[Opening SOURCE RECORDS section]

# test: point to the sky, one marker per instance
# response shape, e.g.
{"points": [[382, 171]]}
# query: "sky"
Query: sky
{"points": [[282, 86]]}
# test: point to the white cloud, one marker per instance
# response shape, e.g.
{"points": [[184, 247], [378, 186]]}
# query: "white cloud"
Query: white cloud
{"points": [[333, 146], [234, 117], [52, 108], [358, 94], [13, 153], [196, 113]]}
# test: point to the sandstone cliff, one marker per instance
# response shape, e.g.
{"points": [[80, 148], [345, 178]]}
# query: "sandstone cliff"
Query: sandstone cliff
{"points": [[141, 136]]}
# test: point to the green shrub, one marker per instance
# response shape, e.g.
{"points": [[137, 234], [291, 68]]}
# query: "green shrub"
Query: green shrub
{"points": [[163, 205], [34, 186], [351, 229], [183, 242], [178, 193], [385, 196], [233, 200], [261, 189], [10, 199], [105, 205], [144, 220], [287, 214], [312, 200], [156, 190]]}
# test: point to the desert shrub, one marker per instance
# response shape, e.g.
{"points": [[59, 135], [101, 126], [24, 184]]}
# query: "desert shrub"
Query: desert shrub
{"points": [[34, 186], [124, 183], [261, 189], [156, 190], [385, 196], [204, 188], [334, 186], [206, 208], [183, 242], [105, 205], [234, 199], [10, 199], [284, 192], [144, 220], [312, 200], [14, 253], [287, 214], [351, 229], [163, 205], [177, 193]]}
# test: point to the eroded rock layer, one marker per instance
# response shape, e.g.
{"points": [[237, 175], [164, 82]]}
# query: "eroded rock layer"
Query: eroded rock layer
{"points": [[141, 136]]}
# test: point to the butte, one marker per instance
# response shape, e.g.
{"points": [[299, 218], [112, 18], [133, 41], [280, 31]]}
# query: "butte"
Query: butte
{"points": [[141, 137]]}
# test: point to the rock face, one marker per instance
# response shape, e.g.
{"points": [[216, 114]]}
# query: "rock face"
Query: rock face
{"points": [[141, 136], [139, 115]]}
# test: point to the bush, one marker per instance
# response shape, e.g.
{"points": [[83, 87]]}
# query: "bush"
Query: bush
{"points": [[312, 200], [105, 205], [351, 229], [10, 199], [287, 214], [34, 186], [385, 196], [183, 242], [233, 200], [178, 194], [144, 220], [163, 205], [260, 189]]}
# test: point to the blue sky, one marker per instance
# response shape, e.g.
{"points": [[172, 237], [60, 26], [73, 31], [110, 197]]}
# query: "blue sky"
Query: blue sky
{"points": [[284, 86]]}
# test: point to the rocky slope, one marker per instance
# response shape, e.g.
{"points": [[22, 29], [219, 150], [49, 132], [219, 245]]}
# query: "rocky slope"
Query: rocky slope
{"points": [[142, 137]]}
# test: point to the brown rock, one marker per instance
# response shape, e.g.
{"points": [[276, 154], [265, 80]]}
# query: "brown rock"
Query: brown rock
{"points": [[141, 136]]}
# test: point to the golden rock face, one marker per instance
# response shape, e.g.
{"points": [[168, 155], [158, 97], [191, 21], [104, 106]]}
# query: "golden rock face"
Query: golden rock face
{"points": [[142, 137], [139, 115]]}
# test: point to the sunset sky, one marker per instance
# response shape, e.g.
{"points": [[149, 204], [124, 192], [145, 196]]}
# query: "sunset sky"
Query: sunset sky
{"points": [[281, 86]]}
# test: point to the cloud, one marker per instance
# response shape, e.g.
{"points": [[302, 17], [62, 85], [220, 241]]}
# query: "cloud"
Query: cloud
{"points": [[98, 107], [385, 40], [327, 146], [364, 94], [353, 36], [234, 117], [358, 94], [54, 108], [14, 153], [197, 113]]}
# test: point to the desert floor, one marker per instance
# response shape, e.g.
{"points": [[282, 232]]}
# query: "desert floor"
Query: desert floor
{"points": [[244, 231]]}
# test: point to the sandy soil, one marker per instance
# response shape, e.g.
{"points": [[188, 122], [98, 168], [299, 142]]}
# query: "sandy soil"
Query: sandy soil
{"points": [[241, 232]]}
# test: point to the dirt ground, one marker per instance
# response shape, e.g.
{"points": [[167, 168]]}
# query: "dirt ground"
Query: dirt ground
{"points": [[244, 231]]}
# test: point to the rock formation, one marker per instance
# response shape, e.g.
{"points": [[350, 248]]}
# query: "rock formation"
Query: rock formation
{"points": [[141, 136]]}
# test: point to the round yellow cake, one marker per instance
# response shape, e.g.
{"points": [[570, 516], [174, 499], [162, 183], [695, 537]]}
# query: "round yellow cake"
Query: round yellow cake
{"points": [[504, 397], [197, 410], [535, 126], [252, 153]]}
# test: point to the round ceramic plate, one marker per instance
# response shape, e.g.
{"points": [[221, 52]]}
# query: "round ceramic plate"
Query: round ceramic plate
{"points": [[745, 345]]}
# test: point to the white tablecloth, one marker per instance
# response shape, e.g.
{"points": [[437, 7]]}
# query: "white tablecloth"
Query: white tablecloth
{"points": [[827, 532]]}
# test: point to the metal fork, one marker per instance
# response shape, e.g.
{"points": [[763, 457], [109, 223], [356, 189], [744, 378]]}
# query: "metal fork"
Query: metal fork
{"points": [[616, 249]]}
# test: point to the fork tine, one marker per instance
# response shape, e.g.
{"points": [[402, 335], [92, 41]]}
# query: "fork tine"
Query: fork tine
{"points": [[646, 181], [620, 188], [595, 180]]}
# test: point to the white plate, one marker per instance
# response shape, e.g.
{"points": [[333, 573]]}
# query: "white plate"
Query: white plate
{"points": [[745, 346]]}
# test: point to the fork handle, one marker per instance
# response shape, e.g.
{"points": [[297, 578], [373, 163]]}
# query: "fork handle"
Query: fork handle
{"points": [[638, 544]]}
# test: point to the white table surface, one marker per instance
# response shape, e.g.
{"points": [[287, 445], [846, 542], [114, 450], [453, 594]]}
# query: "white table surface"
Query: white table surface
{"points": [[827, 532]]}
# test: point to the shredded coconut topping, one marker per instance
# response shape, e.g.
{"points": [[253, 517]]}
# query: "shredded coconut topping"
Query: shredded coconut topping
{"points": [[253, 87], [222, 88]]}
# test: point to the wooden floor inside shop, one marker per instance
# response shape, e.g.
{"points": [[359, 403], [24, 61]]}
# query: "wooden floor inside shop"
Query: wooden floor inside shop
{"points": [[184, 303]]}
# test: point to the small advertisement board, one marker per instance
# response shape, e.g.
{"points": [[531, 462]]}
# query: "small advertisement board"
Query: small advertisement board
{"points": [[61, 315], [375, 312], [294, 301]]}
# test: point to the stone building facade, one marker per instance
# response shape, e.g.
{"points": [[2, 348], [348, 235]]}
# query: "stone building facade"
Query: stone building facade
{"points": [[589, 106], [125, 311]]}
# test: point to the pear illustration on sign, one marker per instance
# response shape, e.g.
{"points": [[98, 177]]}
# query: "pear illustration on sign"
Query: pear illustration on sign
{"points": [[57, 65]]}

[Closing SOURCE RECORDS section]

WHAT TO WORK ON: Everything in the listing is to be restated exactly.

RESPONSE AREA:
# test: point to the sky, one marker per instance
# response shape, e.g.
{"points": [[382, 171]]}
# query: "sky"
Query: sky
{"points": [[282, 86]]}
# test: point to the white cloud, one marker per instance
# response shape, e.g.
{"points": [[184, 247], [378, 186]]}
# query: "white cloud"
Query: white cloud
{"points": [[333, 146], [234, 117], [52, 108], [358, 94], [13, 153], [196, 113]]}
# test: point to the sandstone cliff, one marker per instance
# response shape, e.g.
{"points": [[80, 148], [345, 178]]}
# query: "sandstone cliff"
Query: sandstone cliff
{"points": [[141, 136]]}
# test: point to the green shrub, one marker per instance
# response shape, e.g.
{"points": [[137, 234], [291, 68]]}
# query: "green shrub"
Query: green shrub
{"points": [[163, 205], [34, 186], [351, 229], [183, 242], [178, 193], [385, 196], [233, 200], [261, 189], [10, 199], [105, 205], [144, 220], [287, 214], [312, 200], [156, 190]]}
# test: point to the desert shrub, one marker per instance
# response shape, e.g.
{"points": [[59, 135], [101, 126], [24, 184]]}
# query: "desert shrub"
Query: desert shrub
{"points": [[34, 186], [124, 183], [261, 189], [156, 190], [385, 196], [204, 188], [334, 186], [206, 208], [183, 242], [105, 205], [234, 199], [10, 199], [284, 192], [144, 220], [312, 200], [14, 253], [287, 214], [351, 229], [163, 205], [177, 193]]}
# test: point to the eroded rock layer, one marker per instance
# response shape, e.g.
{"points": [[237, 175], [164, 82]]}
# query: "eroded rock layer"
Query: eroded rock layer
{"points": [[141, 136]]}
# test: point to the butte, one marker per instance
# response shape, e.g.
{"points": [[299, 218], [112, 18], [133, 41], [280, 31]]}
# query: "butte"
Query: butte
{"points": [[141, 137]]}
# test: point to the rock face, one marker per instance
# response shape, e.g.
{"points": [[216, 114]]}
# query: "rock face"
Query: rock face
{"points": [[141, 136], [139, 115]]}
# test: point to the bush, one marker per instance
# response shape, e.g.
{"points": [[83, 87]]}
# query: "bush"
Query: bush
{"points": [[312, 200], [105, 205], [351, 229], [10, 199], [287, 214], [34, 186], [385, 196], [183, 242], [233, 200], [178, 194], [144, 220], [163, 205], [260, 189]]}
# test: point to the blue sky, one marker per instance
# response shape, e.g.
{"points": [[172, 237], [60, 26], [73, 31], [110, 197]]}
# query: "blue sky"
Query: blue sky
{"points": [[284, 86]]}
# test: point to the rocky slope, one marker per instance
# response shape, e.g.
{"points": [[22, 29], [219, 150], [49, 132], [219, 245]]}
# query: "rocky slope"
Query: rocky slope
{"points": [[142, 137]]}
# test: point to the brown rock, one marker per instance
# response shape, e.g.
{"points": [[276, 154], [265, 80]]}
# query: "brown rock"
Query: brown rock
{"points": [[141, 136]]}
# test: point to the golden rock face, one marker per instance
# response shape, e.g.
{"points": [[168, 155], [158, 97], [191, 21], [104, 106]]}
# query: "golden rock face"
Query: golden rock face
{"points": [[142, 137], [139, 115]]}
# test: point to the sunset sky, one marker per instance
# response shape, e.g.
{"points": [[149, 204], [124, 192], [145, 196]]}
# query: "sunset sky"
Query: sunset sky
{"points": [[281, 86]]}
# test: point to the cloud, one marker per instance
# response shape, e.g.
{"points": [[302, 17], [62, 85], [220, 241]]}
# query: "cloud"
Query: cloud
{"points": [[98, 107], [385, 40], [327, 146], [364, 94], [353, 36], [234, 117], [358, 94], [54, 108], [14, 153], [197, 113]]}
# test: point to the desert floor, one marker per instance
# response shape, e.g.
{"points": [[282, 232]]}
# query: "desert floor"
Query: desert floor
{"points": [[244, 231]]}
# test: point to the sandy soil, one marker per instance
# response shape, e.g.
{"points": [[188, 122], [98, 168], [299, 142]]}
# query: "sandy soil"
Query: sandy soil
{"points": [[241, 232]]}
# test: point to the dirt ground, one marker per instance
# response shape, e.g.
{"points": [[167, 168]]}
# query: "dirt ground"
Query: dirt ground
{"points": [[244, 231]]}
# test: point to the rock formation, one marker per instance
# response shape, e.g.
{"points": [[350, 248]]}
# query: "rock formation"
Query: rock formation
{"points": [[141, 136]]}
# test: point to the round yellow cake, one marker per instance
# response shape, e.g.
{"points": [[570, 516], [174, 499], [162, 183], [695, 537]]}
# query: "round yellow cake"
Query: round yellow cake
{"points": [[504, 397], [197, 410], [535, 126], [252, 153]]}
# test: point to the round ceramic plate, one marker per instance
# response shape, e.g.
{"points": [[221, 52]]}
# query: "round ceramic plate"
Query: round ceramic plate
{"points": [[745, 345]]}
# test: point to the white tablecloth, one marker per instance
# response shape, e.g.
{"points": [[437, 7]]}
# query: "white tablecloth"
Query: white tablecloth
{"points": [[827, 532]]}
# test: point to the metal fork, one marker per instance
# response shape, e.g.
{"points": [[763, 457], [109, 223], [356, 189], [744, 378]]}
# query: "metal fork"
Query: metal fork
{"points": [[616, 249]]}
# test: point to the fork tine, one marker per instance
# response shape, e.g.
{"points": [[402, 335], [92, 41]]}
# query: "fork tine"
Query: fork tine
{"points": [[646, 181], [620, 188], [595, 180]]}
# test: point to the white plate, one marker per instance
# response shape, e.g.
{"points": [[333, 573]]}
# query: "white plate"
Query: white plate
{"points": [[745, 346]]}
# test: point to the fork handle, one marker per instance
# response shape, e.g.
{"points": [[297, 578], [373, 163]]}
# query: "fork handle"
Query: fork handle
{"points": [[638, 544]]}
# test: point to the white table surface, one marker per instance
# response shape, e.g.
{"points": [[287, 445], [846, 542], [114, 450], [453, 594]]}
# query: "white table surface"
Query: white table surface
{"points": [[827, 532]]}
# test: point to the shredded coconut topping, one marker per instance
# response shape, e.g.
{"points": [[253, 517]]}
# query: "shredded coconut topping"
Query: shredded coconut topping
{"points": [[253, 87], [222, 88]]}
# test: point to the wooden floor inside shop, one marker per instance
# response shape, e.g.
{"points": [[359, 403], [24, 61]]}
# query: "wooden floor inside shop"
Query: wooden floor inside shop
{"points": [[184, 303]]}
# test: point to the small advertisement board, one marker per instance
# response shape, e.g.
{"points": [[531, 462]]}
# query: "small advertisement board"
Query: small advertisement board
{"points": [[61, 315], [375, 312], [294, 301]]}
# test: point to the stone building facade, one marker per instance
# response shape, e.g.
{"points": [[2, 348], [348, 235]]}
# query: "stone building facade"
Query: stone building facade
{"points": [[589, 106], [125, 311]]}
# test: point to the pear illustration on sign, one marker per instance
# response shape, e.g.
{"points": [[98, 177]]}
# query: "pear illustration on sign"
Query: pear illustration on sign
{"points": [[57, 65]]}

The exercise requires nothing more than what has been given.